### Dettagli esercizio
Trasforma queste righe in un elenco numerato, omettendo quelle vuote.

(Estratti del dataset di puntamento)
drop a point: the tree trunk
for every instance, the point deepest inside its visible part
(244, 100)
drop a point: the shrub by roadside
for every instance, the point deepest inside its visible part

### Risposta completa
1. drop a point: the tree trunk
2. for every instance, the point deepest inside its visible part
3. (244, 100)
4. drop a point: the shrub by roadside
5. for every instance, the point deepest inside its visible part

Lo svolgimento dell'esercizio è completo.